(Task details) The count of lines below that include the string "black" is the whole answer.

(Beginning of Provided material)

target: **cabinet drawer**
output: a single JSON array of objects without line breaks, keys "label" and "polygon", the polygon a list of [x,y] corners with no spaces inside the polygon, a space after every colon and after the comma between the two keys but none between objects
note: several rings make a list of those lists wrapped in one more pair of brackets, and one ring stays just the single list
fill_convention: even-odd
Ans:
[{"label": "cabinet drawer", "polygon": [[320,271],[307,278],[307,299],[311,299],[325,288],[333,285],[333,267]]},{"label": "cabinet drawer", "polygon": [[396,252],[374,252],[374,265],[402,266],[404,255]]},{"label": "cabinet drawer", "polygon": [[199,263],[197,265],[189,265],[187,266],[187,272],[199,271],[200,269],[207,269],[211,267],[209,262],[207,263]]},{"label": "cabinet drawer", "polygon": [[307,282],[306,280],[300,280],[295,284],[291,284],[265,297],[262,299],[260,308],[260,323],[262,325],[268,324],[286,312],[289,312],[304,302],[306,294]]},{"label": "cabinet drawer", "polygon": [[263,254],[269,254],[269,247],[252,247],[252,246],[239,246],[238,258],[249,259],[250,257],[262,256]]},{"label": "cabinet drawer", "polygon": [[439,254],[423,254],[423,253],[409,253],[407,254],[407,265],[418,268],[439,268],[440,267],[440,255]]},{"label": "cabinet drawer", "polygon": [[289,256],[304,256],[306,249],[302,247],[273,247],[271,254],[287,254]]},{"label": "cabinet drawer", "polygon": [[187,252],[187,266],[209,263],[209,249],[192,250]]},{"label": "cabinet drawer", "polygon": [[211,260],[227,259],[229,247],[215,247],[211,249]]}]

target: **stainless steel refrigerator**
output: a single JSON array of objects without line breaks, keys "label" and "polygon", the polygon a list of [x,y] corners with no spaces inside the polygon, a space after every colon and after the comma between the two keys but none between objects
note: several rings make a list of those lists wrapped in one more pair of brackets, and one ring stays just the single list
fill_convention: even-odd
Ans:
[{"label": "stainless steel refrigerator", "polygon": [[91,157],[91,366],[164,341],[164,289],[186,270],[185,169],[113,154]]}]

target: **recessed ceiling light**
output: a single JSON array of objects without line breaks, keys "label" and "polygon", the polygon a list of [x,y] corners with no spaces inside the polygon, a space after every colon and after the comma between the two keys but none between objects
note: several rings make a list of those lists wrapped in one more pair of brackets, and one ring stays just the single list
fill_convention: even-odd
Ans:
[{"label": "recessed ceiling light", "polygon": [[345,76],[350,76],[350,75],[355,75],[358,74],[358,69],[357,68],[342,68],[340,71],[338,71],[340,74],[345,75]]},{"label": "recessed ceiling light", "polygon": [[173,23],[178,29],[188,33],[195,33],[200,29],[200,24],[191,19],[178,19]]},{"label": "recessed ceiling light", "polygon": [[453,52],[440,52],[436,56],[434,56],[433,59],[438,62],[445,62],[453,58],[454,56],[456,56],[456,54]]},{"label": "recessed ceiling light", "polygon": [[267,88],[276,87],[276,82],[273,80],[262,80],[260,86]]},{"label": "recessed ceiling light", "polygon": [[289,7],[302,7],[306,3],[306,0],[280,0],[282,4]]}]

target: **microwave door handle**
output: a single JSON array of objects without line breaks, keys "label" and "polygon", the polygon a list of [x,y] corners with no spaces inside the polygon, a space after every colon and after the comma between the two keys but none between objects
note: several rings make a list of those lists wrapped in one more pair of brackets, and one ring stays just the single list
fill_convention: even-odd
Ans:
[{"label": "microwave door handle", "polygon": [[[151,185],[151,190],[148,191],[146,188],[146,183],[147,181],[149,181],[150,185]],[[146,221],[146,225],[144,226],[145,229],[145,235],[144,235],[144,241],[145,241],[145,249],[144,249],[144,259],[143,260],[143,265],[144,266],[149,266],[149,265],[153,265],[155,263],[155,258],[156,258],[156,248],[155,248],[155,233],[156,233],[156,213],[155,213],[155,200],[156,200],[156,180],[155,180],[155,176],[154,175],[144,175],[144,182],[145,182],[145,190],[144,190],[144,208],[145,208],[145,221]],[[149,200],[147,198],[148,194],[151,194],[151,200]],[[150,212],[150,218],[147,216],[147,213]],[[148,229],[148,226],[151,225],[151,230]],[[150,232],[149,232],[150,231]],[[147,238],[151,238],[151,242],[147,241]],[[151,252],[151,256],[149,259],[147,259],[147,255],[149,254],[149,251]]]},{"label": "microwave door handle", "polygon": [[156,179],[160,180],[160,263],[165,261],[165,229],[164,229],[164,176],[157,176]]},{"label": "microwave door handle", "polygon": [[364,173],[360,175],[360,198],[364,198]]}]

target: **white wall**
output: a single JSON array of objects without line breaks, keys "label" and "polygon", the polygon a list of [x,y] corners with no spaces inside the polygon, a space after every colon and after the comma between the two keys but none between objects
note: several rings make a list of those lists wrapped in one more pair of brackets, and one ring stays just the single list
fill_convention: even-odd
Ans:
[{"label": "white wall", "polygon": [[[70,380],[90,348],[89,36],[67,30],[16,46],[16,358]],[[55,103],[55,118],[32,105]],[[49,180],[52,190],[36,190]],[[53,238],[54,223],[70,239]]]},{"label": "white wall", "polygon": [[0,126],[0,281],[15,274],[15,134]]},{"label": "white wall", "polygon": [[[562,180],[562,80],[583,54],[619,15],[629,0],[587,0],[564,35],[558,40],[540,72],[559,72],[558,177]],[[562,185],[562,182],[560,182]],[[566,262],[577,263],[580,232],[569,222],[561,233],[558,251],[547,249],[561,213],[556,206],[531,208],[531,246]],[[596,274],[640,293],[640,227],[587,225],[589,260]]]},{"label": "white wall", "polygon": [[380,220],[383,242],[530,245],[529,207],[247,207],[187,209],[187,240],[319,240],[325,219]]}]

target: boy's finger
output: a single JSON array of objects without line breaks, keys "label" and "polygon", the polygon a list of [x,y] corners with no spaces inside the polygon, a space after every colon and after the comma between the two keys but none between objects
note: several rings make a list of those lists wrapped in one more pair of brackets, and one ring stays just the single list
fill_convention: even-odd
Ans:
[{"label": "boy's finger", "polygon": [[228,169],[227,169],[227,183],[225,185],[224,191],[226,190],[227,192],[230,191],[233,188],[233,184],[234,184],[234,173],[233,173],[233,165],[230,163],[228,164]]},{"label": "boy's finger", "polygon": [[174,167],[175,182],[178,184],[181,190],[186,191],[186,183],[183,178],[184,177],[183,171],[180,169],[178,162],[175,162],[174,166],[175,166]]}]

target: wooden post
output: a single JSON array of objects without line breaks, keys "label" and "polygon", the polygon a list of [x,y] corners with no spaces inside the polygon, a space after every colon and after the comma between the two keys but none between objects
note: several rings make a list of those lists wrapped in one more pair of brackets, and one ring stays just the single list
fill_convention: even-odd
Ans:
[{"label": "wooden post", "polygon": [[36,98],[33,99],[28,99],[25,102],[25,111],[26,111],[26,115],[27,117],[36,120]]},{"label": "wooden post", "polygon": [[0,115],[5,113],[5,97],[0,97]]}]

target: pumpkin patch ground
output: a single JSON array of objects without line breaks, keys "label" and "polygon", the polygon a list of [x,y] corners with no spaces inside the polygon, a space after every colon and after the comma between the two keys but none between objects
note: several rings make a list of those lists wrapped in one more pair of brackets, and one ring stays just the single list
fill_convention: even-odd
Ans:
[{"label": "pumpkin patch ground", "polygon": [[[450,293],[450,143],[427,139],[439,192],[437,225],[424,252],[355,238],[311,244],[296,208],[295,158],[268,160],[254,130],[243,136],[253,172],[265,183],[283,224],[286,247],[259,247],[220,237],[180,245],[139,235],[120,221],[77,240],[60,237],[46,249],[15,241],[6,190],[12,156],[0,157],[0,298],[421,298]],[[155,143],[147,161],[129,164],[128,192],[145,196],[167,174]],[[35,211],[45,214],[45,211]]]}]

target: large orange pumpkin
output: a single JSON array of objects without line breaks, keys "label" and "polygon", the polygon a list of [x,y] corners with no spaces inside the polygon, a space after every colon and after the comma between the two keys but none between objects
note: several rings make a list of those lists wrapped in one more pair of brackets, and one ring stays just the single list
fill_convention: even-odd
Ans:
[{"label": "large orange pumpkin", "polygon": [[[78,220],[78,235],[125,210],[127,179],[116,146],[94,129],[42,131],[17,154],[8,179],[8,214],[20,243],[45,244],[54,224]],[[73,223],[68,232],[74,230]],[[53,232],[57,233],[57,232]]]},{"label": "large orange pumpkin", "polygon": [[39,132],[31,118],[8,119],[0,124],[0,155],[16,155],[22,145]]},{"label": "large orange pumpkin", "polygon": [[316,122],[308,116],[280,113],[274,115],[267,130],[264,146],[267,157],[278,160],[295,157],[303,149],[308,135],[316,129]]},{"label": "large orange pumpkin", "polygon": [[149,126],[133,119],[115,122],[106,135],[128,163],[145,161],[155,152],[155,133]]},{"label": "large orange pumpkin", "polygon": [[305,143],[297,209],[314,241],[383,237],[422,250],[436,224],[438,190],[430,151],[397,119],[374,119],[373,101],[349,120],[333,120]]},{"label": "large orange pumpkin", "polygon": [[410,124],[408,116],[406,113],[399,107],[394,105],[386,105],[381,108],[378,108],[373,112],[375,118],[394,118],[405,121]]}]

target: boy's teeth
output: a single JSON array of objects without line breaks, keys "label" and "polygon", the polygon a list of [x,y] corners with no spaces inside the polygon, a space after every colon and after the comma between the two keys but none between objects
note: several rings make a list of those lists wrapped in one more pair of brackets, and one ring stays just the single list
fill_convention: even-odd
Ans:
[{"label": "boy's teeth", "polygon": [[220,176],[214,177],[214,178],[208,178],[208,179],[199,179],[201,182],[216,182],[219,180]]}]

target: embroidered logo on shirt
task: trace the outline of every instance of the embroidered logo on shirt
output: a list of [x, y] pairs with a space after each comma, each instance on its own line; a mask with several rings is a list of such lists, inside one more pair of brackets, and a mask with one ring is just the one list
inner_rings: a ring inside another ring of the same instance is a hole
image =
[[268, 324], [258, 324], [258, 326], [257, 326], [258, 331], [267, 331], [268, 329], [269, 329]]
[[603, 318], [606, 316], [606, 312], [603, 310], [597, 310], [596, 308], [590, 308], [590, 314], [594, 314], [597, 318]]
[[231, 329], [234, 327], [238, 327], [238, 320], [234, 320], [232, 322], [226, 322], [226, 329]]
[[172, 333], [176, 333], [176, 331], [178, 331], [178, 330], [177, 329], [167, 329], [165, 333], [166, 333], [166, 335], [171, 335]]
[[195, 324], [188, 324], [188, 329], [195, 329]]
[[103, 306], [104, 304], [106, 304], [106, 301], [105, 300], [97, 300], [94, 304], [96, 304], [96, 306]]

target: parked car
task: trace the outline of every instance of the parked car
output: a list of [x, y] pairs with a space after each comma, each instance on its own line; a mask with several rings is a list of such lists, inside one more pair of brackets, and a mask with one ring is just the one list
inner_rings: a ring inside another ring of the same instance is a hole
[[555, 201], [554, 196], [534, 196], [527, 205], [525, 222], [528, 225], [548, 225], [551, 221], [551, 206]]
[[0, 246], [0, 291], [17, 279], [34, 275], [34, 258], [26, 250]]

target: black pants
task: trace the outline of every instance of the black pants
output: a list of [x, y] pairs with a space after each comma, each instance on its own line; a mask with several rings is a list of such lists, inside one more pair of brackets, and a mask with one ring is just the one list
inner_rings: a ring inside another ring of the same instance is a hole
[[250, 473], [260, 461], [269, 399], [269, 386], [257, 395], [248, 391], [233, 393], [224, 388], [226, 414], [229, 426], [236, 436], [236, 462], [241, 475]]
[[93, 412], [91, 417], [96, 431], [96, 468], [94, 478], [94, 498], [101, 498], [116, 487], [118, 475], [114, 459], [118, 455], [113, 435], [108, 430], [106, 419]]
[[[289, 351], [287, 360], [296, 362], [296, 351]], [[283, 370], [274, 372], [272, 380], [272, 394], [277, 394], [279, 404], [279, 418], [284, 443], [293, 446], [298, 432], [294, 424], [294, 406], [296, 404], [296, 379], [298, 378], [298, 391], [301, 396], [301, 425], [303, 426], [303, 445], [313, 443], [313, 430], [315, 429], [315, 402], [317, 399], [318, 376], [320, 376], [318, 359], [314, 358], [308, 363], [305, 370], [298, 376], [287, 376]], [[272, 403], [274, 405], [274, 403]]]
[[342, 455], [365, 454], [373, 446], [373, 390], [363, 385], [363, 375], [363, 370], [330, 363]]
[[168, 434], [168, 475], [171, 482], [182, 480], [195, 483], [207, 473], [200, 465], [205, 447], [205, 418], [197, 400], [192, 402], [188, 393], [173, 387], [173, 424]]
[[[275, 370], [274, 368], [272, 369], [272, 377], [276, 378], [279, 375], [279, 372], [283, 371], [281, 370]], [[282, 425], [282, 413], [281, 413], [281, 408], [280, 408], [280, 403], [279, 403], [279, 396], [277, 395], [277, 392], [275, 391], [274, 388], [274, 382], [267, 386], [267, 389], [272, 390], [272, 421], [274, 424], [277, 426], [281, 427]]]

(End of Provided material)

(Written response) 2